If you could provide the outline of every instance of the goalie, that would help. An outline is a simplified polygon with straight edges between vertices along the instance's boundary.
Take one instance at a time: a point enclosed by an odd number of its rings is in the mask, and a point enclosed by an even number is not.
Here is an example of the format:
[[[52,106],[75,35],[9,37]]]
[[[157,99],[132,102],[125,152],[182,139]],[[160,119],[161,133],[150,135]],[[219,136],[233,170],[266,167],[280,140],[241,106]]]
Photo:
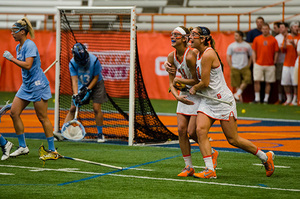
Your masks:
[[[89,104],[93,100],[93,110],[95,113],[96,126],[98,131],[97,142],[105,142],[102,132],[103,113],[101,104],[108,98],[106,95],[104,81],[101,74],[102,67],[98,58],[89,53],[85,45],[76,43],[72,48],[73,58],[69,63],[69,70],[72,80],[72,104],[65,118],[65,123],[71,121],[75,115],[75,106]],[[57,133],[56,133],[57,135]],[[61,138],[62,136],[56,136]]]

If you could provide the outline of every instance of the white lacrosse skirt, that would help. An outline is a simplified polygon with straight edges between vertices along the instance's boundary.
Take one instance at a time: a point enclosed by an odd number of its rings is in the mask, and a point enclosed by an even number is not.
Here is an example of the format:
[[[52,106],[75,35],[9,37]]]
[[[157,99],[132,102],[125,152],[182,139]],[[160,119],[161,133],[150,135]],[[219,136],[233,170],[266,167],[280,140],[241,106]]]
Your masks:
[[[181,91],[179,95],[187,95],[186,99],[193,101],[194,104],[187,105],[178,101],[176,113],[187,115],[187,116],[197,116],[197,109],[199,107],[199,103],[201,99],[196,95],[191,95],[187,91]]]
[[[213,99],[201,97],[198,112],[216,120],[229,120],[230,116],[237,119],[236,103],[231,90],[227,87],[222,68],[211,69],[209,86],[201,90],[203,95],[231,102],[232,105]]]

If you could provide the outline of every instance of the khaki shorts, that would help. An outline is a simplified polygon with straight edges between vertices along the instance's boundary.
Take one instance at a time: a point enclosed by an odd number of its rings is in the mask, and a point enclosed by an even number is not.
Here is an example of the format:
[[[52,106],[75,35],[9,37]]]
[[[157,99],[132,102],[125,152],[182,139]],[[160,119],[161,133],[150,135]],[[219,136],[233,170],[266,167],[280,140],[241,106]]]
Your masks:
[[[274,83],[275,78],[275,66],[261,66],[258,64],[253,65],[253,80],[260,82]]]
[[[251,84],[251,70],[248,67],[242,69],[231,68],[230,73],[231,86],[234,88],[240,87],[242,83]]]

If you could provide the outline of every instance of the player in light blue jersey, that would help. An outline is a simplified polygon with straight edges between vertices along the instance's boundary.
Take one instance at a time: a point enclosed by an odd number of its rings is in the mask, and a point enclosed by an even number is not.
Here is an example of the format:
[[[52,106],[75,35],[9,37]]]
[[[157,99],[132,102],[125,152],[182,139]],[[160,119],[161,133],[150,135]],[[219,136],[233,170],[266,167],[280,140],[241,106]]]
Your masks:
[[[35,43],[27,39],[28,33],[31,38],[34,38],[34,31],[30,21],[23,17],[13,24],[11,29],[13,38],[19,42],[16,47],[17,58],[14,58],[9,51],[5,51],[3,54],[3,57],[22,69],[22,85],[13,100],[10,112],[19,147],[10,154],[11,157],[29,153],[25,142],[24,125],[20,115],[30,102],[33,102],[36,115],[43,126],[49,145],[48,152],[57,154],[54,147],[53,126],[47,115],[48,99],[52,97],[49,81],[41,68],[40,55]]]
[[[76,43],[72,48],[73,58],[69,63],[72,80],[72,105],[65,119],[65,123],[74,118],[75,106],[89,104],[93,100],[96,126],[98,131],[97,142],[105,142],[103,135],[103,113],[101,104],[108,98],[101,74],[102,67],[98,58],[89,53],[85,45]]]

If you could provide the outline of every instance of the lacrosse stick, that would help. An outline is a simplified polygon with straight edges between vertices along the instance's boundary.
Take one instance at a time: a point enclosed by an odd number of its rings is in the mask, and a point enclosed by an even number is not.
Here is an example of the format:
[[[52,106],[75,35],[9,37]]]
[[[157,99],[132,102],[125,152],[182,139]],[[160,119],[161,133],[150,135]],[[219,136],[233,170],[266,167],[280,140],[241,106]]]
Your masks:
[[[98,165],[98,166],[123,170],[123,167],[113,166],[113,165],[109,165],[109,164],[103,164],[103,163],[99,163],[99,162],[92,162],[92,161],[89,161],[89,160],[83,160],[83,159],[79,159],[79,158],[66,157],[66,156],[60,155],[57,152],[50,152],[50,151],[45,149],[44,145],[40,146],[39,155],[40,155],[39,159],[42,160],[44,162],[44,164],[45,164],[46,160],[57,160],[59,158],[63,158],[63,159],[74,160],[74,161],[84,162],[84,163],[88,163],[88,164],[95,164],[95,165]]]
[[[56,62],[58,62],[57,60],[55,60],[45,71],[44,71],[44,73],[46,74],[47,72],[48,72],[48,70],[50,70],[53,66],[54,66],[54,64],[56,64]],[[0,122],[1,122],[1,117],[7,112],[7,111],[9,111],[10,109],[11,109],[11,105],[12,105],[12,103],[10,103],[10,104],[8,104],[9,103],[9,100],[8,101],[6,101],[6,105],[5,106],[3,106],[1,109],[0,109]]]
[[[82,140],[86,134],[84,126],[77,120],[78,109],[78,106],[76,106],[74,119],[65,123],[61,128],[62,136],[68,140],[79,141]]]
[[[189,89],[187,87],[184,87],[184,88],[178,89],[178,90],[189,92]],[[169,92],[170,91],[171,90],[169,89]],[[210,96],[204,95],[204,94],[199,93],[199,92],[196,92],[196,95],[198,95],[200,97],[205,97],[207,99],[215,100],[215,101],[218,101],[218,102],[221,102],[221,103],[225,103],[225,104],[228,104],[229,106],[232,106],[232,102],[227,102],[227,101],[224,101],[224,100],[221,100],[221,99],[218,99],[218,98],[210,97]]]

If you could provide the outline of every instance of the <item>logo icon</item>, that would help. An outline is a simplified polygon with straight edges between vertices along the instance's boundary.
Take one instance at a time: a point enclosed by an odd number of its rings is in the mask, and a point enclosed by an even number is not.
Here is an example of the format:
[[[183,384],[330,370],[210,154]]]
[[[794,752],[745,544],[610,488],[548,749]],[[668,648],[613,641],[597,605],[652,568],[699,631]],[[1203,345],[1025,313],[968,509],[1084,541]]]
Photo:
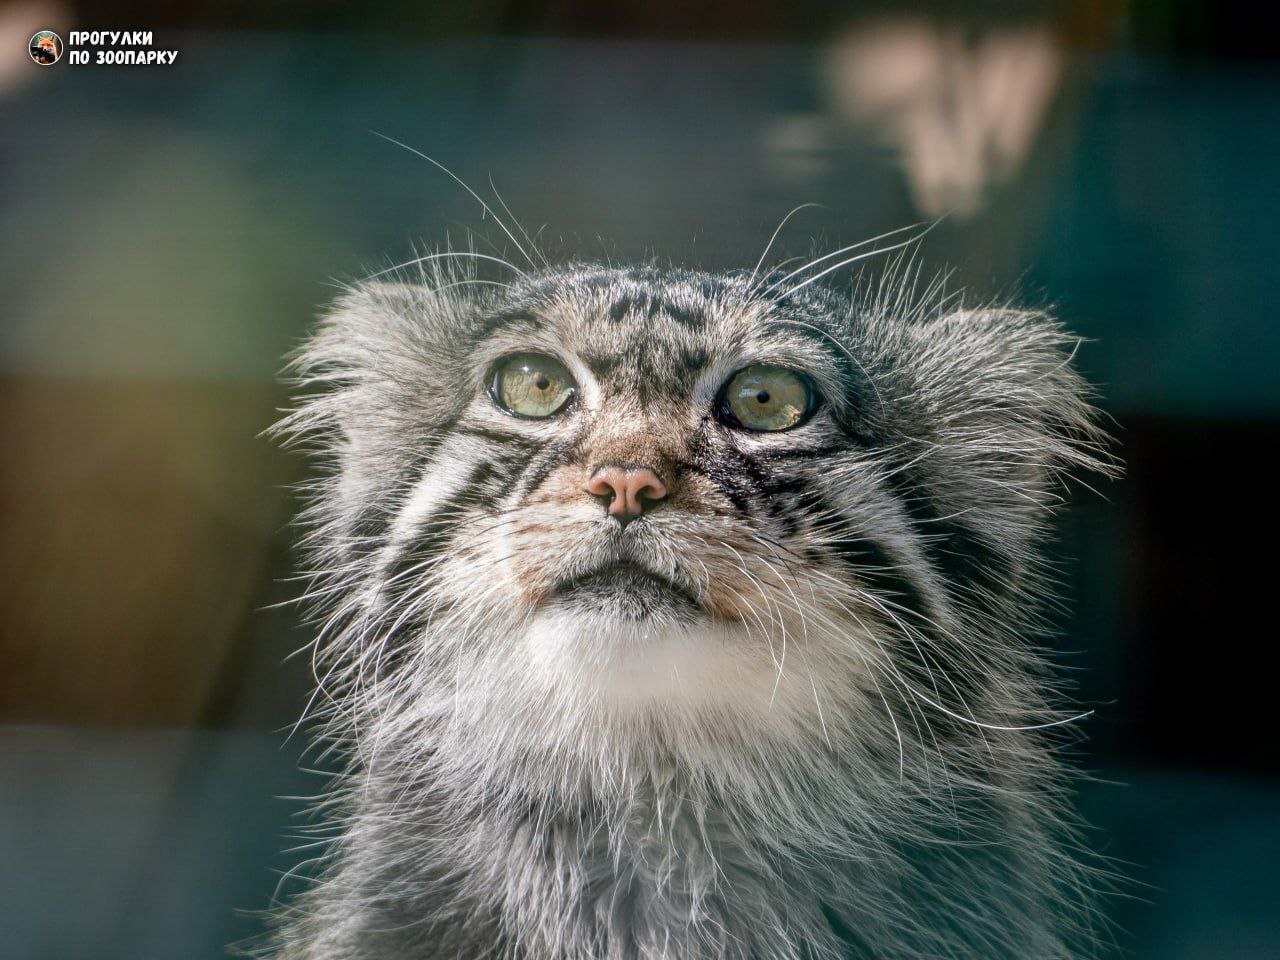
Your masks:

-=-=-

### [Task to carry out]
Repeat every line above exactly, minus the pictures.

### [Exercise result]
If you could provide the outline of every instance of the goalie, that would help. An outline is a simplified polygon with straight edges between vertices along the instance's boundary.
Take one instance at a time: a point enclosed by an odd number of its rings is in the mask, and a point enclosed by an even number is not.
Here is an example of the format:
[[[52,106],[75,35],[9,37]]]
[[[157,99],[132,102],[125,152],[182,139]],[[160,119],[161,133],[150,135]],[[219,136],[233,170],[266,167],[280,140],[241,106]]]
Photo:
Your masks:
[[[89,104],[93,100],[93,110],[95,113],[96,126],[98,131],[97,142],[105,142],[102,132],[103,113],[101,104],[108,98],[106,95],[104,81],[101,74],[102,67],[98,58],[89,53],[85,45],[76,43],[72,48],[73,58],[69,63],[69,70],[72,80],[72,104],[65,118],[65,123],[71,121],[75,115],[75,106]],[[57,133],[56,133],[57,135]],[[61,138],[62,136],[56,136]]]

If you could provide the outline of every instance of the white lacrosse skirt, that would help. An outline is a simplified polygon with straight edges between vertices along the instance's boundary.
Take one instance at a time: a point enclosed by an odd number of its rings is in the mask, and a point enclosed by an even number is not.
Here is an example of the format:
[[[52,106],[75,35],[9,37]]]
[[[157,99],[132,102],[125,152],[182,139]],[[160,119],[161,133],[150,135]],[[219,136],[233,170],[266,167],[280,140],[241,106]]]
Your masks:
[[[181,91],[179,95],[187,95],[186,99],[193,101],[194,104],[187,105],[178,101],[176,113],[187,115],[187,116],[197,116],[197,109],[199,107],[199,103],[201,99],[196,95],[191,95],[187,91]]]
[[[213,99],[201,97],[198,112],[216,120],[229,120],[230,116],[237,119],[236,103],[231,90],[227,87],[222,68],[211,69],[209,86],[201,90],[203,95],[231,102],[232,105]]]

If you could provide the outline of every instance of the khaki shorts, that would help. An outline is a simplified polygon with straight edges between vertices along the instance's boundary.
Take one instance at a time: a point enclosed by an odd number of its rings is in the mask, and a point enclosed by an even number is not.
Here is an example of the format:
[[[52,106],[75,35],[9,37]]]
[[[157,99],[132,102],[125,152],[182,139]],[[160,119],[161,133],[150,135]],[[219,136],[233,170],[266,167],[280,140],[241,106]]]
Your masks:
[[[274,83],[275,78],[275,66],[261,66],[258,64],[253,65],[253,80],[260,82]]]
[[[251,84],[251,70],[248,67],[242,69],[231,68],[230,73],[231,86],[234,88],[240,87],[242,83]]]

If you could provide the outline of every instance of the player in light blue jersey, that would help. An outline is a simplified polygon with straight edges between vertices along the instance's boundary.
Take one instance at a time: a point enclosed by an odd number of its rings is in the mask, and a point enclosed by an even number is not.
Here is an example of the format:
[[[52,106],[75,35],[9,37]]]
[[[157,99],[132,102],[125,152],[182,139]],[[160,119],[161,133],[150,135]],[[219,136],[233,170],[266,167],[280,140],[241,106]]]
Your masks:
[[[35,43],[27,39],[28,33],[31,38],[34,38],[34,31],[30,21],[23,17],[13,24],[11,29],[13,38],[19,42],[16,47],[17,58],[14,58],[9,51],[5,51],[3,54],[3,57],[22,69],[22,85],[13,100],[10,112],[19,147],[10,154],[11,157],[29,153],[25,142],[24,125],[20,115],[30,102],[33,102],[36,115],[43,126],[49,145],[48,152],[57,154],[54,147],[53,126],[47,115],[48,99],[52,97],[49,81],[41,68],[40,55]]]
[[[76,43],[72,48],[73,58],[69,63],[72,80],[72,105],[65,119],[65,123],[74,118],[75,106],[89,104],[93,100],[96,126],[98,131],[97,142],[105,142],[103,135],[103,113],[101,104],[108,98],[101,74],[102,67],[98,58],[89,53],[85,45]]]

If you could provide the outline of every instance of the lacrosse stick, that would help. An outline is a simplified polygon with straight edges between vertices along the instance's boundary.
Take one instance at a time: a point enclosed by an odd number of its rings is in the mask, and a point enclosed by an even number is not.
Here is an example of the format:
[[[52,106],[75,35],[9,37]]]
[[[157,99],[132,102],[125,152],[182,139]],[[160,119],[161,133],[150,135]],[[219,136],[233,170],[266,167],[280,140],[241,106]]]
Your masks:
[[[98,165],[98,166],[123,170],[123,167],[113,166],[113,165],[109,165],[109,164],[103,164],[103,163],[99,163],[99,162],[92,162],[92,161],[89,161],[89,160],[83,160],[83,159],[79,159],[79,158],[66,157],[66,156],[60,155],[57,152],[50,152],[50,151],[45,149],[44,145],[40,146],[39,155],[40,155],[39,159],[42,160],[44,162],[44,164],[45,164],[46,160],[57,160],[59,158],[63,158],[63,159],[74,160],[74,161],[84,162],[84,163],[88,163],[88,164],[95,164],[95,165]]]
[[[56,62],[58,62],[57,60],[55,60],[45,71],[44,71],[44,73],[46,74],[47,72],[48,72],[48,70],[50,70],[53,66],[54,66],[54,64],[56,64]],[[0,122],[1,122],[1,117],[7,112],[7,111],[9,111],[10,109],[11,109],[11,105],[12,105],[12,103],[10,103],[10,104],[8,104],[9,103],[9,100],[8,101],[6,101],[6,105],[5,106],[3,106],[1,109],[0,109]]]
[[[82,140],[86,134],[84,126],[77,120],[78,109],[78,106],[76,106],[74,119],[65,123],[61,128],[62,136],[68,140],[79,141]]]
[[[189,89],[187,87],[184,87],[184,88],[178,89],[178,90],[189,92]],[[169,92],[170,91],[171,90],[169,89]],[[210,96],[204,95],[204,94],[199,93],[199,92],[196,92],[196,95],[198,95],[200,97],[205,97],[207,99],[215,100],[215,101],[218,101],[218,102],[221,102],[221,103],[225,103],[225,104],[228,104],[229,106],[232,106],[232,102],[227,102],[227,101],[224,101],[224,100],[221,100],[221,99],[218,99],[218,98],[210,97]]]

If you could provide the outline of every instance of the <item>logo icon</item>, that would help. An outline is a simplified polygon with straight edges between vertices along the instance's boundary.
Take one instance at a time: a point enclosed by an odd number of its rings is in the mask, and a point enclosed by an even number is not.
Here is an example of the format:
[[[183,384],[330,370],[210,154]]]
[[[794,752],[745,544],[610,488],[548,749]],[[668,648],[613,641],[597,605],[652,568],[699,631]],[[1203,345],[1025,313],[968,509],[1084,541]]]
Photo:
Your masks:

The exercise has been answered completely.